> [Task requirements]:
(A) Return the part of the pinhole exhibition post below from "I don't have" to "May 25th, 2013.", copied word for word.
(B) According to the pinhole exhibition post below, what theme did the 6th International Pinhole Exhibition set for its series of photographs?

> [Provided text]:
|---|

I don't have much of an exhibition record but, in addition to participating in the Oshkosh Public Museum's Then and Now exhibit, I also recently had a piece accepted into a regional juried art show at the Trout Museum of Art in Appleton, and I got an honorable mention award.
That brought to mind getting into the 6th International Pinhole Exhibition in 2012 which required a series of photographs on the theme “The End of the World”. I didn't post anything about it until after the show was done and then posted this under the title "Now it can be told" on May 25th, 2013.
I had a series accepted into the 6th International Pinhole Exhibition which took place in Barcelona last summer, and in Le Bourget this winter. Although there was no specific ban on it, and they posted the pictures on-line themselves, I felt funny about posting the pictures here and writing about them while the show was in progress. But, now it can be told.
When I first heard the theme was The End of the World, I didn’t think any of my pictures would really fit. I’m not much of a decay and disaster kind of photographer.
Then about two weeks before the deadline, I walked into the kitchen to get a beer and opened the door and saw this.

|---|

> [Material provided]:
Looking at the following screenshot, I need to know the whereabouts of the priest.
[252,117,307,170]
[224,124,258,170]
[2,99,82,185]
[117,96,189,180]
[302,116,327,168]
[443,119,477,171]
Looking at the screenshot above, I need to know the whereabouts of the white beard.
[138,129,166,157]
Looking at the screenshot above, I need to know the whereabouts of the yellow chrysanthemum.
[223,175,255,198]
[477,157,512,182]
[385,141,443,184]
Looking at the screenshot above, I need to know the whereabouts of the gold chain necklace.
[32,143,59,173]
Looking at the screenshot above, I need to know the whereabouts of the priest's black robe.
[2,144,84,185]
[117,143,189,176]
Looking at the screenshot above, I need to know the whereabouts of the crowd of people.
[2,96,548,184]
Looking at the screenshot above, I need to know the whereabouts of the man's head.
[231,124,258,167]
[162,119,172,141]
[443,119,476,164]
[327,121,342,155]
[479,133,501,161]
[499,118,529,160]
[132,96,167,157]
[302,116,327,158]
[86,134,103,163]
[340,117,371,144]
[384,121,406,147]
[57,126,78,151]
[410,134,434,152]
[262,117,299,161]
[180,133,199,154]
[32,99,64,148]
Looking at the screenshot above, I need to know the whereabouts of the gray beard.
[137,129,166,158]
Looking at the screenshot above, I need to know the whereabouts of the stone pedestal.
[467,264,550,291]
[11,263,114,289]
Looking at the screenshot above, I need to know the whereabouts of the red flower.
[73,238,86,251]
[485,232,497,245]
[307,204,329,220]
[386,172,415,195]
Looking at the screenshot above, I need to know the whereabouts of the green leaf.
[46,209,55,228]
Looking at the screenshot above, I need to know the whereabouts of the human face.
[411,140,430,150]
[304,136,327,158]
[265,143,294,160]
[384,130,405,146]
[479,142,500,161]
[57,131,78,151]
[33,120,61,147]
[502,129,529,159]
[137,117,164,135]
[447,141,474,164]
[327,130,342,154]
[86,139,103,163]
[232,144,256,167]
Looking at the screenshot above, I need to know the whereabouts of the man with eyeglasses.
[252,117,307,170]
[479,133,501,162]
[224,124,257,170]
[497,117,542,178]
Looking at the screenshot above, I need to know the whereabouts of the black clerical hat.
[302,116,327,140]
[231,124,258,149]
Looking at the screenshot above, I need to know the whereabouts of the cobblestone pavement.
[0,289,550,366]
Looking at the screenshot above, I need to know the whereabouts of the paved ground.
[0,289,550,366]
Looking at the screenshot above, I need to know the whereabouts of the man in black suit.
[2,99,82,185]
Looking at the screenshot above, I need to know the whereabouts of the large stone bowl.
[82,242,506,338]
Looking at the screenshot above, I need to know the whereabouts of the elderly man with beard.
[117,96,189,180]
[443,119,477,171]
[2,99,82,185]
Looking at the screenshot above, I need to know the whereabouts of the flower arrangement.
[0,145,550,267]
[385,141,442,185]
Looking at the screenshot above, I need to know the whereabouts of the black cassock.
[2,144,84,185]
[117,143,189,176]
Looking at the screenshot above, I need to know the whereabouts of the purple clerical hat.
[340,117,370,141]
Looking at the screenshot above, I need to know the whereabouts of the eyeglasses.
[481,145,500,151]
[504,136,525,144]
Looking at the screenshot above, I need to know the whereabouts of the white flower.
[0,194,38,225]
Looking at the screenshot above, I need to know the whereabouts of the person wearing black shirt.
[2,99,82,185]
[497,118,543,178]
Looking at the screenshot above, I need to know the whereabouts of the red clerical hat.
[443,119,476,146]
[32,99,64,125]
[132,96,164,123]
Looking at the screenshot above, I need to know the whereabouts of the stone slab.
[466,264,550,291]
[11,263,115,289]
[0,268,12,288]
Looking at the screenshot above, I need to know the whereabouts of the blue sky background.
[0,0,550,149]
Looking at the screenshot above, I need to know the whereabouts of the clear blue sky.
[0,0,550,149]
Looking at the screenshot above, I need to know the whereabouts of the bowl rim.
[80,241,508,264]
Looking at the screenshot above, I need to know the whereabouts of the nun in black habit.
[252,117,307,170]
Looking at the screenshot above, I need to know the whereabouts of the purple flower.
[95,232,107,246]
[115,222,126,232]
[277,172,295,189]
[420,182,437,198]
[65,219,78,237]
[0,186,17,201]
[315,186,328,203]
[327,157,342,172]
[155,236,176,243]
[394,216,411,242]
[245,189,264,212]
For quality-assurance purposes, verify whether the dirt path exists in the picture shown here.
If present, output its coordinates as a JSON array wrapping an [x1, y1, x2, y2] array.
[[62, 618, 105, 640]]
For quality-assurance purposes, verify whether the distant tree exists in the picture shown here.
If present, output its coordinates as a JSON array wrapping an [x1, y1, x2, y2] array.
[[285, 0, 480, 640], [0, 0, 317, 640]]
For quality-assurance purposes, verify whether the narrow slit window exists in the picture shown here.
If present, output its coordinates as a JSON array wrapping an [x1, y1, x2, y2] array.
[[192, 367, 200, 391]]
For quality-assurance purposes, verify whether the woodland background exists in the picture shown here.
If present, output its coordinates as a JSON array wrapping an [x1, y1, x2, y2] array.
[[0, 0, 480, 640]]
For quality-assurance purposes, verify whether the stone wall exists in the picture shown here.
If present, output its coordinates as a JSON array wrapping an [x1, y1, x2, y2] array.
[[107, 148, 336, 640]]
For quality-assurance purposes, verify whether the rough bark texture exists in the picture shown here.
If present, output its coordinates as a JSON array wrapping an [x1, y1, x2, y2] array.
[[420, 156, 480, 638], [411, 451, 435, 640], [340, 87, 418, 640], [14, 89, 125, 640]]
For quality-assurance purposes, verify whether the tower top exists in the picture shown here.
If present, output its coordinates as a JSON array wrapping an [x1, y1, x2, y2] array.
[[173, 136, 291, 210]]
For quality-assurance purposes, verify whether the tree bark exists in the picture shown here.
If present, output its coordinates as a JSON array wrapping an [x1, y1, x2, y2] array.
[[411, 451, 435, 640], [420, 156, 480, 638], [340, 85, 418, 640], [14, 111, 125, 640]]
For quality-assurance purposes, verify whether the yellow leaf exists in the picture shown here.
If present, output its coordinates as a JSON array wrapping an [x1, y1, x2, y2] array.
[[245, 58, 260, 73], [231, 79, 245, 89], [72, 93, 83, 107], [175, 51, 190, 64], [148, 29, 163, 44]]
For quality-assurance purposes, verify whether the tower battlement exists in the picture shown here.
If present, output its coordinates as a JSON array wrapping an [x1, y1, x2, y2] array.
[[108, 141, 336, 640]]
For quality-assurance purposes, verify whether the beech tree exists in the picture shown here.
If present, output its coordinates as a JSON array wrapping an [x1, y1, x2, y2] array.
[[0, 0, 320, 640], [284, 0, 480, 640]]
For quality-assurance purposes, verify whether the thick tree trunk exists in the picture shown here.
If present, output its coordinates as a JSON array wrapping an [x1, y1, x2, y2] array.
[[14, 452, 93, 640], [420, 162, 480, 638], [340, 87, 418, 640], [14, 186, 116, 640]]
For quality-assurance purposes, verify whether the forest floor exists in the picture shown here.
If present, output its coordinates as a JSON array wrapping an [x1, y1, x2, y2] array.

|---|

> [Correct answers]:
(A)
I don't have much of an exhibition record but, in addition to participating in the Oshkosh Public Museum's Then and Now exhibit, I also recently had a piece accepted into a regional juried art show at the Trout Museum of Art in Appleton, and I got an honorable mention award.
That brought to mind getting into the 6th International Pinhole Exhibition in 2012 which required a series of photographs on the theme “The End of the World”. I didn't post anything about it until after the show was done and then posted this under the title "Now it can be told" on May 25th, 2013.

(B) The End of the World